_TASK ITEM A:_
In the John Henry Alexander profile, repeat the passage beginning at the words "American lawyer, civil" and stopping after "engineer and businessman.", swapping every "civil engineer" for "railway engineer".
_TASK ITEM B:_
Put this sentence from the John Henry Alexander profile into Spanish: "Alexander married Margaret Hammer on June 4, 1836, in Baltimore."

SELECTED EXTRACT: Begin

- Born: June 26, 1812 Annapolis
- Died: March 2, 1867 (aged 54) Baltimore
- Education: St. John's College
- Occupation: Educator, civil engineer, businessperson, author
- Employer: St. John's College; University of Maryland; University of Pennsylvania ;
- Spouse(s): Margaret Hammer ​(m. 1836)​
- Children: Kathleen Hannah Murray Alexander
- Parent(s): John Alexander ; Hannah Richardson Murray ;
- Position held: engineer (1834–1841)

= John Henry Alexander =

American lawyer, civil engineer, surveyor, geologist, and university teacher

John Henry Alexander (June 26, 1812 – March 2, 1867) was an American scientist, civil engineer and businessman.

==Personal life==
Alexander was born in Annapolis, Maryland, on June 26, 1812. The youngest child of William and Mary (Harwood Stockett) Alexander. His education was acquired in his native city, he was graduated from St. John's College in 1826, and he spent the next four years reading law privately, but apparently he did not take the bar exam. He, instead, chose to begin working for the Baltimore and Susquehanna Railroad, later part of the Northern Central. Alexander also attended medical lectures in Baltimore, though he did not receive a degree in Medicine.

Alexander married Margaret Hammer on June 4, 1836, in Baltimore. They had at least two sons, the second one born in Baltimore in October 1838. Throughout his life Alexander maintained close ties with his older brothers, William (born circa 1803) and Thomas Stockett (born 1801). The brothers shared a deep devotion to the Whig party, and William often sent Alexander detailed accounts of the actions of the House of Delegates in Annapolis.

Alexander was active in the congregation of St. Luke's Episcopal Church in Baltimore, and wrote a concordance to the Book of Common Prayer as well as two volumes of religious poetry.

SELECTED EXTRACT: End
ENTRIES SUPPLIED: Begin

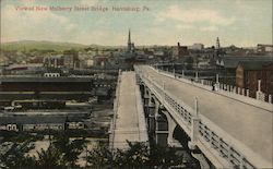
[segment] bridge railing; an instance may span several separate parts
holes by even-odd
[[[223,83],[215,83],[213,81],[209,81],[209,80],[201,80],[199,77],[189,77],[189,76],[185,76],[182,74],[177,74],[175,72],[168,72],[168,71],[164,71],[164,70],[159,70],[156,69],[154,67],[151,67],[152,69],[154,69],[154,71],[156,71],[157,73],[161,73],[165,76],[171,77],[171,79],[176,79],[178,81],[185,82],[185,83],[191,83],[192,85],[206,89],[206,90],[212,90],[213,85],[215,86],[215,92],[217,94],[230,97],[233,99],[237,99],[257,107],[261,107],[261,108],[265,108],[270,111],[273,110],[272,108],[272,95],[265,95],[262,92],[257,92],[257,97],[252,98],[250,97],[250,90],[247,88],[240,88],[237,86],[233,86],[233,85],[227,85],[227,84],[223,84]],[[266,99],[265,99],[266,98]]]
[[[229,167],[251,169],[264,167],[264,164],[271,167],[268,161],[263,160],[259,155],[256,155],[250,148],[223,131],[207,118],[202,114],[197,117],[191,107],[179,100],[176,96],[169,94],[164,88],[164,85],[159,85],[153,77],[142,73],[141,69],[135,68],[135,71],[152,93],[164,102],[164,106],[173,111],[171,114],[178,117],[178,119],[175,118],[175,120],[177,122],[181,121],[183,126],[186,126],[183,130],[188,135],[192,135],[192,119],[200,119],[198,124],[199,142],[201,142],[202,145],[206,145],[206,148],[213,149],[212,152],[214,155],[219,156]]]
[[[114,150],[114,140],[115,140],[115,129],[116,129],[116,121],[117,121],[117,111],[118,111],[118,102],[119,102],[119,93],[120,93],[120,82],[121,82],[121,71],[119,71],[118,74],[118,82],[117,82],[117,88],[116,88],[116,98],[114,100],[114,116],[112,121],[110,123],[109,129],[109,148],[112,152]]]

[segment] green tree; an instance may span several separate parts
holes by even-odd
[[[22,144],[14,143],[11,148],[0,156],[0,168],[22,168],[28,166],[28,168],[35,168],[35,158],[25,156],[34,146],[29,144],[29,141]]]
[[[37,167],[41,169],[57,169],[66,168],[61,165],[61,153],[51,143],[49,147],[45,150],[41,148],[40,152],[37,152]]]
[[[54,142],[54,146],[61,154],[61,164],[63,166],[76,167],[75,162],[79,159],[79,155],[82,153],[87,141],[85,138],[81,140],[69,140],[69,136],[63,134],[57,137]]]

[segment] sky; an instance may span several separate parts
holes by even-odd
[[[272,44],[272,0],[1,0],[2,43],[126,46],[129,28],[136,46]]]

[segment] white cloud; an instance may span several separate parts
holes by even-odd
[[[26,1],[24,5],[33,7],[33,1]],[[39,5],[41,7],[41,5]],[[1,29],[3,41],[23,39],[51,39],[58,40],[63,33],[70,33],[75,25],[66,16],[51,11],[16,11],[16,5],[3,7],[1,14]]]
[[[225,17],[217,11],[206,9],[189,9],[182,10],[178,5],[168,7],[157,15],[157,21],[176,20],[185,23],[210,23],[212,25],[227,26],[235,22],[235,17]]]
[[[200,31],[202,32],[216,32],[218,31],[217,26],[206,26],[206,27],[201,27]]]
[[[182,25],[182,24],[180,24],[180,25],[176,25],[176,27],[177,28],[181,28],[181,29],[195,29],[197,27],[195,26],[193,26],[193,25],[190,25],[190,24],[185,24],[185,25]]]

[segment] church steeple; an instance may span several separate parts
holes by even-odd
[[[129,35],[128,35],[128,45],[131,44],[131,31],[129,28]]]
[[[129,28],[127,51],[128,51],[128,52],[131,52],[131,50],[132,50],[131,29]]]

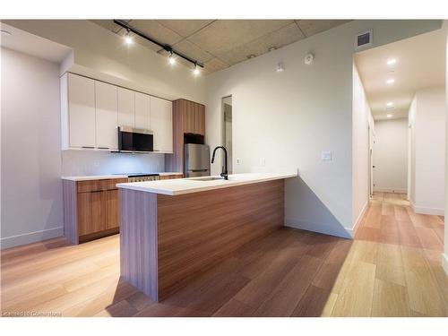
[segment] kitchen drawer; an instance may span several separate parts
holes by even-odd
[[[110,178],[104,180],[78,181],[78,193],[98,192],[116,189],[117,183],[126,183],[127,178]]]

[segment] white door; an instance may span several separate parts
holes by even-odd
[[[154,151],[173,151],[173,104],[151,97],[150,123],[154,133]]]
[[[116,86],[95,81],[97,147],[117,150]]]
[[[151,97],[135,92],[135,128],[151,130]]]
[[[95,147],[95,82],[68,74],[70,147]]]
[[[135,92],[123,88],[117,88],[118,98],[118,125],[135,126]]]

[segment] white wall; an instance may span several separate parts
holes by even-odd
[[[180,64],[124,39],[87,20],[5,20],[4,23],[73,49],[67,69],[168,99],[185,98],[204,103],[203,76],[195,77]]]
[[[364,86],[353,64],[352,84],[352,222],[362,219],[369,201],[369,127],[373,118]]]
[[[355,35],[374,47],[440,28],[415,21],[351,22],[207,76],[206,141],[220,144],[221,98],[232,95],[236,173],[297,171],[286,184],[286,224],[348,237],[352,213],[352,58]],[[314,52],[314,64],[304,56]],[[278,62],[285,71],[276,73]],[[333,159],[322,161],[321,151]],[[265,165],[263,162],[265,161]],[[211,172],[220,171],[215,162]]]
[[[445,115],[444,87],[416,92],[409,109],[412,136],[410,202],[418,213],[444,213]]]
[[[2,247],[62,236],[59,65],[1,49]]]
[[[408,118],[375,122],[375,191],[408,191]]]

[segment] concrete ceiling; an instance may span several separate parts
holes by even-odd
[[[72,51],[68,47],[0,22],[0,46],[47,61],[60,63]]]
[[[375,119],[407,117],[416,90],[444,85],[445,39],[438,30],[355,55]],[[388,65],[391,59],[396,63]],[[394,83],[387,84],[389,79]]]
[[[112,20],[93,22],[116,34],[125,30]],[[239,62],[250,55],[265,54],[290,43],[327,30],[348,20],[126,20],[133,27],[204,65],[211,73]],[[159,46],[136,39],[160,54]],[[192,65],[179,59],[180,63]]]

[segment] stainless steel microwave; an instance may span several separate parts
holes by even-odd
[[[118,151],[153,151],[153,145],[152,131],[118,126]]]

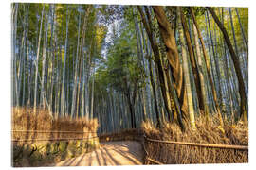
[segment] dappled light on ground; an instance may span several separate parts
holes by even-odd
[[[100,149],[68,159],[55,166],[139,165],[143,163],[142,146],[137,142],[103,143]]]

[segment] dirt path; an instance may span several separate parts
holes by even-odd
[[[63,161],[56,166],[107,166],[143,164],[141,144],[134,141],[103,143],[93,152]]]

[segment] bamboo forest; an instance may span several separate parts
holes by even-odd
[[[12,3],[11,108],[13,166],[248,162],[248,8]]]

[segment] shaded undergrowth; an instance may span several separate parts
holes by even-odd
[[[151,122],[142,124],[147,138],[162,141],[248,145],[248,129],[242,122],[220,128],[210,120],[196,121],[196,130],[182,132],[175,124],[165,123],[156,128]],[[188,163],[245,163],[248,162],[248,150],[235,150],[145,141],[148,157],[164,164]],[[151,162],[146,162],[151,163]]]
[[[47,166],[100,146],[97,119],[56,119],[42,109],[34,114],[31,108],[13,108],[11,123],[15,167]]]

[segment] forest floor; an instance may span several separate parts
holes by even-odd
[[[93,152],[63,161],[53,166],[142,165],[143,158],[142,145],[137,142],[107,142]]]

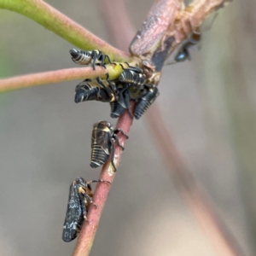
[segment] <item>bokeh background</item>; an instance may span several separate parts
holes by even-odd
[[[94,1],[46,2],[112,42]],[[125,3],[138,29],[153,1]],[[164,68],[157,100],[177,148],[246,255],[256,255],[255,10],[252,0],[221,9],[201,49],[190,51],[193,61]],[[71,48],[0,10],[2,78],[75,67]],[[100,169],[90,167],[92,124],[111,120],[106,103],[74,103],[79,82],[0,95],[3,256],[73,252],[75,241],[61,241],[69,185],[79,176],[98,177]],[[90,255],[218,255],[153,137],[145,116],[134,121]]]

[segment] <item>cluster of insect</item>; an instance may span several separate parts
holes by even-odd
[[[72,60],[79,65],[90,65],[93,70],[96,66],[105,67],[108,61],[110,64],[120,65],[123,69],[120,76],[116,80],[110,80],[108,73],[106,79],[85,79],[79,84],[75,89],[74,101],[76,103],[87,101],[99,101],[110,103],[112,118],[118,118],[126,109],[130,115],[137,119],[146,112],[159,96],[159,90],[154,84],[146,84],[146,76],[143,69],[138,67],[130,66],[125,68],[122,64],[113,62],[109,56],[99,50],[84,51],[73,49],[70,50]],[[130,101],[136,102],[134,113],[130,108]],[[122,133],[126,138],[128,136],[121,129],[114,130],[108,121],[100,121],[94,124],[91,135],[91,158],[90,166],[98,167],[107,162],[110,158],[113,171],[115,142],[123,150],[120,144],[119,133]],[[87,220],[87,212],[92,201],[91,183],[110,183],[104,180],[92,180],[86,182],[79,177],[74,180],[69,191],[67,210],[63,226],[62,240],[71,241],[77,237],[84,221]],[[94,204],[95,207],[96,207]]]
[[[70,50],[72,60],[79,65],[90,64],[95,69],[96,65],[105,67],[105,61],[117,65],[111,61],[107,55],[99,50],[84,51],[73,49]],[[119,117],[125,109],[133,118],[130,108],[130,101],[134,100],[137,104],[134,117],[139,119],[146,110],[152,105],[160,95],[158,88],[154,84],[146,84],[146,76],[143,69],[137,67],[131,67],[128,63],[127,68],[120,67],[123,72],[116,80],[110,80],[108,73],[105,79],[96,78],[96,79],[85,79],[79,84],[75,90],[76,103],[87,101],[99,101],[109,102],[112,118]]]
[[[200,38],[200,37],[199,37]],[[175,56],[175,61],[180,62],[189,60],[189,48],[196,44],[199,38],[189,39],[179,49]],[[112,118],[119,117],[126,109],[130,115],[139,119],[146,110],[159,96],[159,90],[152,83],[146,83],[146,75],[138,67],[130,66],[125,68],[122,64],[113,62],[108,55],[100,50],[84,51],[73,49],[70,50],[72,60],[79,65],[90,65],[93,70],[96,66],[106,67],[106,61],[113,65],[120,65],[123,69],[120,76],[116,80],[110,80],[108,73],[106,79],[85,79],[76,86],[74,101],[76,103],[87,101],[99,101],[110,103]],[[134,113],[130,108],[130,101],[136,102]],[[114,130],[108,121],[100,121],[93,125],[91,135],[91,158],[92,168],[102,166],[110,158],[114,172],[114,149],[115,142],[123,150],[118,133],[128,138],[121,129]],[[97,207],[92,201],[92,183],[110,182],[105,180],[91,180],[87,182],[83,177],[78,177],[70,185],[69,198],[66,218],[63,226],[62,240],[71,241],[75,239],[81,230],[81,227],[87,219],[87,212],[90,204]]]

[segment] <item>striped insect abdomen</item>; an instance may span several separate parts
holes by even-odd
[[[75,239],[79,233],[84,223],[82,203],[79,195],[78,185],[73,182],[69,189],[69,198],[66,218],[63,226],[62,240],[71,241]]]
[[[141,98],[137,106],[135,107],[135,118],[139,119],[142,115],[148,110],[153,104],[160,93],[156,87],[150,88],[149,90]]]
[[[91,61],[91,52],[82,49],[72,49],[69,51],[72,60],[79,65],[87,65]]]
[[[91,136],[90,166],[96,168],[104,165],[111,152],[110,132],[94,127]]]
[[[111,108],[110,116],[113,119],[119,117],[125,110],[125,108],[122,107],[122,105],[120,105],[118,102],[110,102],[110,108]]]

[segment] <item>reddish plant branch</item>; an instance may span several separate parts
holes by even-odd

ENTRIES SUPPLIED: End

_ANSWER SPACE A:_
American lawyer, railway engineer, surveyor, geologist, and university teacher

John Henry Alexander (June 26, 1812 – March 2, 1867) was an American scientist, railway engineer and businessman.

_ANSWER SPACE B:_
Alexander se casó con Margaret Hammer el 4 de junio de 1836 en Baltimore.